-- Material provided start --
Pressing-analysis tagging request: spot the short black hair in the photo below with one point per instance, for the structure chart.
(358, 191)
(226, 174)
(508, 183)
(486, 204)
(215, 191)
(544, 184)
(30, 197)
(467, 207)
-- Material provided end --
Reproduce every line of the records above word for word, with no changes.

Pressing-analysis tagging request: spot the short black hair in the photo below with one point per instance, for the structure chart.
(358, 191)
(226, 174)
(508, 183)
(486, 204)
(215, 191)
(544, 184)
(30, 197)
(467, 207)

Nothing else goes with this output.